▶ _Stored data_:
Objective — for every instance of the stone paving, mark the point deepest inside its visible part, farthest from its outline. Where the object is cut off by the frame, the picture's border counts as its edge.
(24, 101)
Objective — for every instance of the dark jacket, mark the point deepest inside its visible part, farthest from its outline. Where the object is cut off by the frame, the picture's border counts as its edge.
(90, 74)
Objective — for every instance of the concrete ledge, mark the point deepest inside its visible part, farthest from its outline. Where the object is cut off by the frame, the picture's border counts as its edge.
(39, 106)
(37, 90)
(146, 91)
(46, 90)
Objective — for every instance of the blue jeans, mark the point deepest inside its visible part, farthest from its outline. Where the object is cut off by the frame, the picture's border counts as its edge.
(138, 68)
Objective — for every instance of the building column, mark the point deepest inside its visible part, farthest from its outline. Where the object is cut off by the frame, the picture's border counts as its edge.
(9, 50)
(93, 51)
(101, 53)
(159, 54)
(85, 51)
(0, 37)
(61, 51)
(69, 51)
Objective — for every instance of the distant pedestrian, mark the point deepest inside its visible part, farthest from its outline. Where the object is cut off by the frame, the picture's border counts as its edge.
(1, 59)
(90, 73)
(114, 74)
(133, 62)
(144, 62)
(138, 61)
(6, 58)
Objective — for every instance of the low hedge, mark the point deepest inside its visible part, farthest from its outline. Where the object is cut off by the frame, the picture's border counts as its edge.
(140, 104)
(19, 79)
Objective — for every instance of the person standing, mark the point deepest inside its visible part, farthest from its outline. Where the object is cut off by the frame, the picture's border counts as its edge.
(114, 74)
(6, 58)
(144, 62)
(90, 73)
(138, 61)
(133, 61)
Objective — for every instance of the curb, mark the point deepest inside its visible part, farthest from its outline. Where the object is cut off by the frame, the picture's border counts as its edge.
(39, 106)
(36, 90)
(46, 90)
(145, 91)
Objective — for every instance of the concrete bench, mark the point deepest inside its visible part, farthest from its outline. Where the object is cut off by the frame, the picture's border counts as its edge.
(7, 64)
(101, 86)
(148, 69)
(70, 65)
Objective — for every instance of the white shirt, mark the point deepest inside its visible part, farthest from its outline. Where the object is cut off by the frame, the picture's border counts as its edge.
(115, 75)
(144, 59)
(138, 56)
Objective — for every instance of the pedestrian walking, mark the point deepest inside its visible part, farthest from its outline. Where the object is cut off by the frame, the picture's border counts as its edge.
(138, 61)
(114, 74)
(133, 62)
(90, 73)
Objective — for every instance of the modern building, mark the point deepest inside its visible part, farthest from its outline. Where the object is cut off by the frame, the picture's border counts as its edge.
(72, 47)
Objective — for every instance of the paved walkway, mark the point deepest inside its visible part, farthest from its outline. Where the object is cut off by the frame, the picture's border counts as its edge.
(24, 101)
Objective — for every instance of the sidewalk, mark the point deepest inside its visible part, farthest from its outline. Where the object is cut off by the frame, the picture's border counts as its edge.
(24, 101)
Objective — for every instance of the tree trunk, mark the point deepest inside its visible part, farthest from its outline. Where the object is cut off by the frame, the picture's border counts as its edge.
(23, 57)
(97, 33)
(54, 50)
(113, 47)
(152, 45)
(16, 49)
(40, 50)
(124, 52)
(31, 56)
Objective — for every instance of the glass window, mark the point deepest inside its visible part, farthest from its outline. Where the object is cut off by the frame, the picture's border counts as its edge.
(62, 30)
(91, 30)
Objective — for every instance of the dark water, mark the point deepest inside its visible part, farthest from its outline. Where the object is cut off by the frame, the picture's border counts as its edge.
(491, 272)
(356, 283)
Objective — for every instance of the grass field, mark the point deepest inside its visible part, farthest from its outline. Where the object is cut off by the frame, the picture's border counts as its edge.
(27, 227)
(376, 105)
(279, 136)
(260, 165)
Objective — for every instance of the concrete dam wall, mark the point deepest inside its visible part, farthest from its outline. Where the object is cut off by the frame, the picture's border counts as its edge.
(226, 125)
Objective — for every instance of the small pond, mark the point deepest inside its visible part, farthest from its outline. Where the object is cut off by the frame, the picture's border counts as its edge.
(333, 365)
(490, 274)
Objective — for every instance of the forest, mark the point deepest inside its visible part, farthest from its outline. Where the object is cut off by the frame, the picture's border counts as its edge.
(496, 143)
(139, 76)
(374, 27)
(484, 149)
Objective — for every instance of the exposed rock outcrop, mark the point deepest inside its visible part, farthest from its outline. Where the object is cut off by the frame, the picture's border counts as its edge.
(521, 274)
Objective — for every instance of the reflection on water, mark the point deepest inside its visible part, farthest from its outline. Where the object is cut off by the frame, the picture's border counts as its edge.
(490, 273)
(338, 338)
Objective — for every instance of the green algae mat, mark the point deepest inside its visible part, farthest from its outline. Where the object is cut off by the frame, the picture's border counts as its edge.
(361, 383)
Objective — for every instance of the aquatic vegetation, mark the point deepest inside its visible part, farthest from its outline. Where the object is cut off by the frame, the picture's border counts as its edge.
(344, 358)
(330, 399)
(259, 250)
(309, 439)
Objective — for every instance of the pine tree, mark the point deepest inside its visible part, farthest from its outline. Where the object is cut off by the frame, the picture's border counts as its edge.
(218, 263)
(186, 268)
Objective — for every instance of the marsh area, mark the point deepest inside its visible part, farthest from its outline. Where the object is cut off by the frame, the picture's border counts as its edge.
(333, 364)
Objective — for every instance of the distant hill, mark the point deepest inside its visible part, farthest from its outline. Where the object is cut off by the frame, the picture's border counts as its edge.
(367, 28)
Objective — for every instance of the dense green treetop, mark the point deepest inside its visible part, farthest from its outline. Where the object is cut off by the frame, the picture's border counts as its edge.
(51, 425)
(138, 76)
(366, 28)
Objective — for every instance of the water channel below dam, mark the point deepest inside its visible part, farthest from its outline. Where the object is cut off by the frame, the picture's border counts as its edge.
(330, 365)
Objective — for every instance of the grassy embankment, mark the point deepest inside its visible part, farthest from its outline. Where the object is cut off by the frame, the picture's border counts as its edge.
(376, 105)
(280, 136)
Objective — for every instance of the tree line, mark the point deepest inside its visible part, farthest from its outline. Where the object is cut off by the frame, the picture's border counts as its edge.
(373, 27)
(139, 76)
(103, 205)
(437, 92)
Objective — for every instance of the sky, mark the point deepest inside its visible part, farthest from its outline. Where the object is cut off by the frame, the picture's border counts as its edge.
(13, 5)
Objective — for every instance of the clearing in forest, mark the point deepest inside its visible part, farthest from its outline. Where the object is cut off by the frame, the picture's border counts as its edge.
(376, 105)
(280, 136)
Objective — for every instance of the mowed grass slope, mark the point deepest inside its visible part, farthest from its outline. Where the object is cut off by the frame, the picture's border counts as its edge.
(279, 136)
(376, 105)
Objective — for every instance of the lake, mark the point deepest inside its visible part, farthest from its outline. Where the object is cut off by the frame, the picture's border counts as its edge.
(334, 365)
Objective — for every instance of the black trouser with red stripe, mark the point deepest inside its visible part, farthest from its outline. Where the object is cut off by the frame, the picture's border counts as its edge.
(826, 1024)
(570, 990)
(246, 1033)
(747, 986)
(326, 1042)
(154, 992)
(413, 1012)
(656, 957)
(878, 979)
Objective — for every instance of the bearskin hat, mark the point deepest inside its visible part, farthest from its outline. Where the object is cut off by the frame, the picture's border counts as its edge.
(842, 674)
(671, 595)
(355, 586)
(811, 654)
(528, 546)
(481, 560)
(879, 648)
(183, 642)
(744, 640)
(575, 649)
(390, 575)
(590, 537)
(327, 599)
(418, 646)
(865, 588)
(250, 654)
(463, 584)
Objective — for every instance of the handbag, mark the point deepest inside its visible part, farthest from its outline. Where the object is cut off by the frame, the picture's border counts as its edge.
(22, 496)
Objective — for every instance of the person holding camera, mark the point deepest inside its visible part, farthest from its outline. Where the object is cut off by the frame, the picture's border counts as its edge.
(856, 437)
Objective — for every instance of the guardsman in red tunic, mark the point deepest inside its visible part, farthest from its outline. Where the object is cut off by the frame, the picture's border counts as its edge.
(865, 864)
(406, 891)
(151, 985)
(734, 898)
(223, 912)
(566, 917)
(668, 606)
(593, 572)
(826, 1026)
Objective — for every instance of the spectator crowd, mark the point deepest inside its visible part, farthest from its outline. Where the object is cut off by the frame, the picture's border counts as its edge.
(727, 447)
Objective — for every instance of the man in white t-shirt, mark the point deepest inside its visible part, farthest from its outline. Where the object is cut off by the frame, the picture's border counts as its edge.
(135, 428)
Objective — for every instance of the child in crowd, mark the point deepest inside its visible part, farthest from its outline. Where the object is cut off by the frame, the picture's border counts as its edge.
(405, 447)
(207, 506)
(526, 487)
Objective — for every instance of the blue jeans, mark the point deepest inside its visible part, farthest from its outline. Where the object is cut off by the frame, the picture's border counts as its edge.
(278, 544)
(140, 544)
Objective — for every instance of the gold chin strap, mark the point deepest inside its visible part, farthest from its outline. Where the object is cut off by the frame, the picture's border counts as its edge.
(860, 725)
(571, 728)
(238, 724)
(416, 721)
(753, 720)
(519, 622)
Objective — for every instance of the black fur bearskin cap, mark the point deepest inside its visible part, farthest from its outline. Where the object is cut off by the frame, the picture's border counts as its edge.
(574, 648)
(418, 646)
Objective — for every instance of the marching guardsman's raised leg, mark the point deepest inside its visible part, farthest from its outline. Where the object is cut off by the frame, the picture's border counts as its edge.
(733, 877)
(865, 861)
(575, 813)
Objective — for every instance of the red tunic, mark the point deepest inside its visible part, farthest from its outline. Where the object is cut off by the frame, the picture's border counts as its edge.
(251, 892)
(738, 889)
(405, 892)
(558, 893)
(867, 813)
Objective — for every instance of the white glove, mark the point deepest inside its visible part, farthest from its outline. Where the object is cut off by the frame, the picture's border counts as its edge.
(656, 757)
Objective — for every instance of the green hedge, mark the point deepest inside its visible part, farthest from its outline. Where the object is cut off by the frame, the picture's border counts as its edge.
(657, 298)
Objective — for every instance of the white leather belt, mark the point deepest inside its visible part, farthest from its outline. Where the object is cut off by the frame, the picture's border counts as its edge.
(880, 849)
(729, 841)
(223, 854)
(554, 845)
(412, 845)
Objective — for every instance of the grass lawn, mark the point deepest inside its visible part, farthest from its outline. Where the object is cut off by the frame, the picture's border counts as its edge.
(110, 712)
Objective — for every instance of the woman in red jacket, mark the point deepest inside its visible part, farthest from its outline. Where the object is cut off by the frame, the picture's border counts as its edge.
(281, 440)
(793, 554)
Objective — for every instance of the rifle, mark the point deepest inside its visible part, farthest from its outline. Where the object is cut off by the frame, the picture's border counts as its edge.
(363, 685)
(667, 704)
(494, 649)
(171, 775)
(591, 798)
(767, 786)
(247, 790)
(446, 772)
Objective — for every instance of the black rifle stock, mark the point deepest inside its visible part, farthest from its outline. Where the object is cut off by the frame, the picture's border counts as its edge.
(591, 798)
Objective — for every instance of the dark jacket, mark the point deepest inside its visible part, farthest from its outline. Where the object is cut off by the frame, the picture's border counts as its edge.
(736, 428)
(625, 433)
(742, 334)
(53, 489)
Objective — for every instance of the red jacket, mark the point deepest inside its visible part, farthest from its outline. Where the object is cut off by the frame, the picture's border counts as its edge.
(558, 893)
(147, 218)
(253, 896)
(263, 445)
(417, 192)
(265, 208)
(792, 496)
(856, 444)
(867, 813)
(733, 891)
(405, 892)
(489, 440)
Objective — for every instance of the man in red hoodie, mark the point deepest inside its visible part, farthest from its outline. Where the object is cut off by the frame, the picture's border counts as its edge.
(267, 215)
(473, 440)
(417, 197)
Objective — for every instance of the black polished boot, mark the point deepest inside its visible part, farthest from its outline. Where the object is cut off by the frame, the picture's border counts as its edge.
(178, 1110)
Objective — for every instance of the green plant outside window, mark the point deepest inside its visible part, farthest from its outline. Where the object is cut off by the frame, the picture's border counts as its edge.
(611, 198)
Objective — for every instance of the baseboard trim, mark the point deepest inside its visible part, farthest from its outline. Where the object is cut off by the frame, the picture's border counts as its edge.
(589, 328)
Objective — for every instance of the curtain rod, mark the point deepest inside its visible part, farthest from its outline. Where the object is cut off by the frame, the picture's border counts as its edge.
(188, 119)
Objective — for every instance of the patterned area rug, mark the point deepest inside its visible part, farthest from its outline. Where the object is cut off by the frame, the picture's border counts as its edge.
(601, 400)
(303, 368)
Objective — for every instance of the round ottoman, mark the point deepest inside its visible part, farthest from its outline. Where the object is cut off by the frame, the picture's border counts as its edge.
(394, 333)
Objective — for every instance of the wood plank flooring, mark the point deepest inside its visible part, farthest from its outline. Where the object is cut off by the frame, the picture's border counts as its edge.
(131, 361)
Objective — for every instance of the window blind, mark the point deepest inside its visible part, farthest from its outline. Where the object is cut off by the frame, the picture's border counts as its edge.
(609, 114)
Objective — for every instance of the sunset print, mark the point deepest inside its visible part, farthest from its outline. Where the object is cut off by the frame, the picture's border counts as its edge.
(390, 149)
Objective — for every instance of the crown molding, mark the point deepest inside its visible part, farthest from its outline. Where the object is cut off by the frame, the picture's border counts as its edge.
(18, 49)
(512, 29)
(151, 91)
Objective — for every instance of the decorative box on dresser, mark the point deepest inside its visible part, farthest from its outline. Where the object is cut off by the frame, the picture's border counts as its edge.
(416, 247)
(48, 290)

▶ _What to work on_: Reproduce only the lines between the line containing "Objective — for every instance of the curtain" and the last line of the records, those two lines included, exactly.

▶ _Answer to this task_:
Objective — for every instance of the curtain rod, mark the point deepest inside its visible part, farthest from its outline. Where the object is cut off by the frame, the picture's border counts as its edge.
(188, 119)
Objective — for every instance of the patterned area rug, mark the point deepest inside its visible part, farthest from its outline. Where the object is cut off by the frame, the picture's border counts as its edge.
(601, 400)
(303, 368)
Objective — for every instance of the round ottoman, mark the point deepest inside its visible part, farthest from its outline. Where the object is cut off by the frame, the picture's border counts as its edge.
(394, 333)
Objective — for every instance of the wood plank flooring, mark the point deepest inside its visible part, farthest from its outline. Where the object is cut off by the frame, the picture's border counts as its edge.
(131, 361)
Objective — for every instance of the window blind, mark the point deepest inside its visible part, farthest from its outline. Where the object is cut off by the frame, the picture's border counts as its edge.
(609, 114)
Objective — for every instance of the sunset print, mark the point deepest inside its visible part, farthest from its outline. Where the object is cut off by the frame, the picture's border counts as its edge.
(390, 149)
Objective — for every instance of the crown molding, mark the point deepest inside its visible part, farthest from its outline. Where the object is cut off by the frame, the picture's border counts as its edge.
(18, 49)
(512, 29)
(151, 91)
Objective — for every instance of the decorative box on dresser, mark the point deepest inside its visible part, farthest from its outline. Where the object is cut off by the frame, the picture's border counts as its edge.
(416, 247)
(48, 290)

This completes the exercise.